■ Görev Listesi
1. Belgede "Görünce, konuya açıklık getirmek" ile başlayan paragrafı, temel bilgilerini koruyarak madde listesi biçiminde yeniden yazın.
2. Emeklilik ve sosyal güvenlik mağduriyetlerini ele alan yazıyı, son cümlesinden sonrasını yazarak kaldığı yerden devralın.

═══ Belge

Çırakların başına gelenler sigortalıların başına da gelebilir!
Daha önce, hem emeklilikte yaşa takılanları hem de 9/9/1999 sonrası sigortalı olanların mağduriyetlerini yazılarımda defalarca dile getirdim. Ancak, en son Cumhurbaşkanının Konya Mitinginde, gecikmiş haklarını dile getiren çırak ve stajyerlerin başına gelenleri;
“1- Cumhurbaşkanının çırak ve stajyerlerin mağduriyetini tam olarak bilmemesi ve konuya vakıf olmaması nedeniyle, miting sırasında ’Çırağa müjde’ sloganlarına, ’Çırağa müjde olmaz, kalfaya ustaya müjde olur’ şeklinde daha tam olarak ne demek istediği anlaşılmayan bir cevap vermesi.
2- Haklarını talep eden çırak ve stajyerlere gözaltı uygulamasının yapılması”
Görünce, konuya açıklık getirmek ve Cumhurbaşkanını bu konuda bilgilendirmek için EYT düzenlemesi sonucu yeni bir mağduriyet grubu yaratılan 9 Eylül 1999 sonrası sigortalıların durumlarını yazmak istedim. Çünkü sosyal güvenlik sistemimizde çok sorun var. 2024 yılının “Emekliler Yılı” ilan edilmesi nedeniyle, sayıları 16 milyona yaklaşan emeklilerin ve emekli olacak sigortalıların sosyal güvenlik sisteminde yaşanan sorunlarının konuşulması, tartışılması ve bu sorunlara çözüm önerileri getirilmesi elbette şu an iktidarın görevi olmalı. Liyakattan hayli uzaklaşılan kamu yönetiminde, sorunları ortaya koyarak çözüm önerileri sunulması noktasında elbette bizlerde katkı sağlayacağız.

══════
═══ Listelenen Kayıtlar

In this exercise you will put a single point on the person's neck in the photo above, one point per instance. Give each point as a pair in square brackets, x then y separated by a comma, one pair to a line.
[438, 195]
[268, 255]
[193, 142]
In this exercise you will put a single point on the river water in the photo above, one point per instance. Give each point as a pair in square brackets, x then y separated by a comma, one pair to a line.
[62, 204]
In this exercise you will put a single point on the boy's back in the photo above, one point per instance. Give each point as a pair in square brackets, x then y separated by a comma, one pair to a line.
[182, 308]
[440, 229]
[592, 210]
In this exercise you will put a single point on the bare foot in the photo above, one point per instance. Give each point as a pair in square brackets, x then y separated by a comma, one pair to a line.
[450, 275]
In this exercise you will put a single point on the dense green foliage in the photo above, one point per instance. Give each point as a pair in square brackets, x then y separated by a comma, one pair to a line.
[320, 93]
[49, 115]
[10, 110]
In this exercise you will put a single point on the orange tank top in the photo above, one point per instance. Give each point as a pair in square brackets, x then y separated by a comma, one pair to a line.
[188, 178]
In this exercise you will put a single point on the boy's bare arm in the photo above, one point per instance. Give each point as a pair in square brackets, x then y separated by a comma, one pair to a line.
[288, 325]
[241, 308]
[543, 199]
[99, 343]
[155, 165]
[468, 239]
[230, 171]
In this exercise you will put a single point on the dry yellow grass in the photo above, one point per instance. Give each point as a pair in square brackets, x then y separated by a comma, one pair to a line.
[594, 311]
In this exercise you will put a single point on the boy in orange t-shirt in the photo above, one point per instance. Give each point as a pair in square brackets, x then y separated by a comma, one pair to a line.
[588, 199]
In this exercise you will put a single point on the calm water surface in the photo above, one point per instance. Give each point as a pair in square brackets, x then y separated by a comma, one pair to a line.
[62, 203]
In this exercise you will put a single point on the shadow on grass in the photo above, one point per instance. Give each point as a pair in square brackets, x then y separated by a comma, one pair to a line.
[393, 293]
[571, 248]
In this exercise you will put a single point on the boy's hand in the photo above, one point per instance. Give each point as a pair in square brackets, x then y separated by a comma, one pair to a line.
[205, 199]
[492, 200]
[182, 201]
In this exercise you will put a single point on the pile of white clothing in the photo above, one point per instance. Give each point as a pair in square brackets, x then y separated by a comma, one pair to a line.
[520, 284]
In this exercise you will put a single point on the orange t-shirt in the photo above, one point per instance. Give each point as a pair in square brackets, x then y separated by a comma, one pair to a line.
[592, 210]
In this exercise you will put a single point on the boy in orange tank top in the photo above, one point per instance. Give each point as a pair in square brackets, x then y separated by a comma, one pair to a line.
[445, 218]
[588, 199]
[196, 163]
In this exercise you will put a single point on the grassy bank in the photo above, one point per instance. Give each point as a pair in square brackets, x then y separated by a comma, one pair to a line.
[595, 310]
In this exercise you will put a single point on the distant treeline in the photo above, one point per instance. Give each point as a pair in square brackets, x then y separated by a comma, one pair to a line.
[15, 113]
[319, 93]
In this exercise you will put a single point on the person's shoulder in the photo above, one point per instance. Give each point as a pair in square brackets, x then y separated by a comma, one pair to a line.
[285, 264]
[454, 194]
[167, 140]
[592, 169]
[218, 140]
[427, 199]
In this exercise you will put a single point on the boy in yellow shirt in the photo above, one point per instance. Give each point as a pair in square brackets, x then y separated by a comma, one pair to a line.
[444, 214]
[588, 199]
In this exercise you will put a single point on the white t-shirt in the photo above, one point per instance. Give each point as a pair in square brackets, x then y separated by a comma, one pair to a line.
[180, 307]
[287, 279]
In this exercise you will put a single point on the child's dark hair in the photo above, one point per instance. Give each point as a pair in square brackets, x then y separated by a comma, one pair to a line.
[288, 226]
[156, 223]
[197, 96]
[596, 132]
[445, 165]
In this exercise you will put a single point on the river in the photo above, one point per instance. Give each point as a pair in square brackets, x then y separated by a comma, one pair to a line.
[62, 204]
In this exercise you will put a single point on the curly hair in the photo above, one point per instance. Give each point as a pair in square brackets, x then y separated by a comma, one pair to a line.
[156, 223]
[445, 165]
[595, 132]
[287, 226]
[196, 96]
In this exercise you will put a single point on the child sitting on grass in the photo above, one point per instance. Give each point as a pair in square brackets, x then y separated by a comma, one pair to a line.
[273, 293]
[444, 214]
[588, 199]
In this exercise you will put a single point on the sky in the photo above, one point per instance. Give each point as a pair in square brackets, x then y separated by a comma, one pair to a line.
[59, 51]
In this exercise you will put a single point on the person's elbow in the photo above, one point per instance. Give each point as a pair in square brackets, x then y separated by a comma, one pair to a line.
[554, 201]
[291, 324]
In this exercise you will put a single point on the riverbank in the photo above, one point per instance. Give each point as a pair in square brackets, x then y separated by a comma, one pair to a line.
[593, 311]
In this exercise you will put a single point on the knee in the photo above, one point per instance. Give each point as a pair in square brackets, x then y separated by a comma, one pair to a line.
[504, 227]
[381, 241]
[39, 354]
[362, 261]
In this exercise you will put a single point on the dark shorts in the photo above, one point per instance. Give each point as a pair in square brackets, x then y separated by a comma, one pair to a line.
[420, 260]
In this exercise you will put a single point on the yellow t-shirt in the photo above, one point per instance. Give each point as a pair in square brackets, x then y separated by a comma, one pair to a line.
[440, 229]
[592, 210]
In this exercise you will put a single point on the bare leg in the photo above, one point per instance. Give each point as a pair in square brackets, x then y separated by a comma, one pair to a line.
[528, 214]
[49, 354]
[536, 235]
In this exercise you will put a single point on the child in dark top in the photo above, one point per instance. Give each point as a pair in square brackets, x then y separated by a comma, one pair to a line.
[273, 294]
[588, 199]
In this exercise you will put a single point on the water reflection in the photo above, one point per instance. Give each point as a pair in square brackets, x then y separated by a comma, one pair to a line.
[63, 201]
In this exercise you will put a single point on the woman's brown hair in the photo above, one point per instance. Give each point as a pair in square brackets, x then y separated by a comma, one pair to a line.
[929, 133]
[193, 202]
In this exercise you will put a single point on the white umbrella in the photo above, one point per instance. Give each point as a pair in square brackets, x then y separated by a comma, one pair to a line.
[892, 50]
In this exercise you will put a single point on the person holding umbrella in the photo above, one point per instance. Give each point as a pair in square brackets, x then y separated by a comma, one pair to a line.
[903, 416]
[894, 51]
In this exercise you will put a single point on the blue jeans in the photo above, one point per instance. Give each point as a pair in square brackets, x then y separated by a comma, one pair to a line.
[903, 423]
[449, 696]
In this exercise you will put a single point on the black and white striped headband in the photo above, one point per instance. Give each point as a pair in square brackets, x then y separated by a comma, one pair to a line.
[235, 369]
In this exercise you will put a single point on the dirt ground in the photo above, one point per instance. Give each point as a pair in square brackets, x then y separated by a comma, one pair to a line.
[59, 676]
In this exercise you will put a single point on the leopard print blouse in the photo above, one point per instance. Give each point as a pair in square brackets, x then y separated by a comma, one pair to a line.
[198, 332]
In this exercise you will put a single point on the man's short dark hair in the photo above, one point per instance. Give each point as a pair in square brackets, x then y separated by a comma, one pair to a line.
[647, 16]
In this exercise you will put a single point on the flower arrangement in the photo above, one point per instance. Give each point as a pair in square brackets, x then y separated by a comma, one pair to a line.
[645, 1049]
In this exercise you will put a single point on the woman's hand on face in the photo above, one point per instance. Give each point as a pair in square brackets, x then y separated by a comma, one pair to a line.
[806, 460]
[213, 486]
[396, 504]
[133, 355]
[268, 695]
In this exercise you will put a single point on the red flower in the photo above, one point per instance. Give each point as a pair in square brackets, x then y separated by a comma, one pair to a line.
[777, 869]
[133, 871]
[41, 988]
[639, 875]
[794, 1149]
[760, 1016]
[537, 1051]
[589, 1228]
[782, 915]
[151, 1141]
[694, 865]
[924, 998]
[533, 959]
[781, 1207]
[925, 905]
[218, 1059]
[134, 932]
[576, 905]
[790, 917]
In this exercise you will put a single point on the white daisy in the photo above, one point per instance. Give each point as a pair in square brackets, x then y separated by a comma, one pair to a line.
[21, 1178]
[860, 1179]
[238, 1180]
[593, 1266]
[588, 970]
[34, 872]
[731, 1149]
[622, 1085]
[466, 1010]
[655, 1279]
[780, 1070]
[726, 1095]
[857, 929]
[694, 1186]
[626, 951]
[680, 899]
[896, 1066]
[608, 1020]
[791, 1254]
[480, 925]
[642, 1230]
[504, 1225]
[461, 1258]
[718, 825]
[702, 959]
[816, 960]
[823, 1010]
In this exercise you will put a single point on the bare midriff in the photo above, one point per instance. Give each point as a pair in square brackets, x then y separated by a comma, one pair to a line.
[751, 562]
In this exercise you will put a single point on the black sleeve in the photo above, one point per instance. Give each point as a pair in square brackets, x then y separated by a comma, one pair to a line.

══════

■ Görev Yanıtları
1.
- Yazar, konuya açıklık getirmek ve Cumhurbaşkanını bilgilendirmek amacıyla, EYT düzenlemesi sonucu yeni bir mağduriyet grubu hâline gelen 9 Eylül 1999 sonrası sigortalıların durumunu yazmak istediğini belirtiyor.
- Sosyal güvenlik sisteminde çok sorun bulunduğunu söylüyor.
- 2024'ün "Emekliler Yılı" ilan edilmesi nedeniyle, sayısı 16 milyona yaklaşan emeklilerin ve emekli olacak sigortalıların sorunlarını konuşmanın, tartışmanın ve bunlara çözüm önerileri getirmenin şu an iktidarın görevi olması gerektiğini vurguluyor.
- Liyakatten hayli uzaklaşılan kamu yönetiminde, sorunları ortaya koyup çözüm önerileri sunarak kendilerinin de katkı sağlayacağını ifade ediyor.

2.
Dolayısıyla, bugünkü yazımda, EYT düzenlemesi sonrası haklarında büyük bir mağduriyet yaratılan 9 Eylül 1999 sonrası sigortalı olanların emeklilik koşullarının yeniden belirlenmesine ilişkin haklı talepleri konusunda bilgilendirme (özellikle Cumhurbaşkanını bu konuda bilgilendirenleri bilgilendirme) ve çözüm önerileri sunmak istedim.
Kamuoyuna Sosyal Güvenlik Reformu Kanunu diye lanse edilen ve 8/9/1999 tarihli Resmi Gazetede yayımlanarak aynı tarih itibariyle yürürlüğe giren 25/8/1999 tarihli ve 4447 sayılı İşsizlik Sigortası Kanunu, o tarihte yürürlükte bulunan 5 temel sosyal güvenlik yasasında emekli aylığına hak kazanma koşullarında değişiklik yaptı.
Bu kanunlar;
-506 sayılı Sosyal Sigortalar Kanunu
-2925 sayılı Tarım İşçileri Sosyal Sigortalar Kanunu
-1479 Sayılı Esnaf ve Sanatkarlar ve Diğer Bağımsız Çalışanlar Sosyal Sigortalar Kurumu Kanunu
-2926 Sayılı Tarımda Kendi Adına ve Hesabına Çalışanlar Sosyal Sigortalar Kanunu
-5434 Sayılı Türkiye Cumhuriyeti Emekli Sandığı Kanunudur.
4447 sayılı Kanunla 5 temel sosyal güvenlik yasasında yapılan değişiklikle yaş şartı olmaksızın emekli olma hakkı kaldırıldı ve emeklilik yaşları kadında 58, erkekte 60 yaş olarak yeniden belirlendi. Yasadan önce SSK’lılar kadın ise 20, erkek ise 25 yıldan beri sigortalı olup en az 5000 gün, Bağ-Kur’lular ve devlet memurları ise kadın için 20, erkek için 25 yıl fiili hizmet şartıyla yaş koşulu aranmaksızın emekli olabiliyordu.
9/9/1999 tarihinden sonra ilk defa sigortalı olanlarda; kadın için 58, erkek için 60 yaş koşulu öngörülünce, bu tarihten önce çalışmaya başlayanların yeni şartlara entegrasyonu da kademeli yaşlarla sağlanmaya çalışıldı.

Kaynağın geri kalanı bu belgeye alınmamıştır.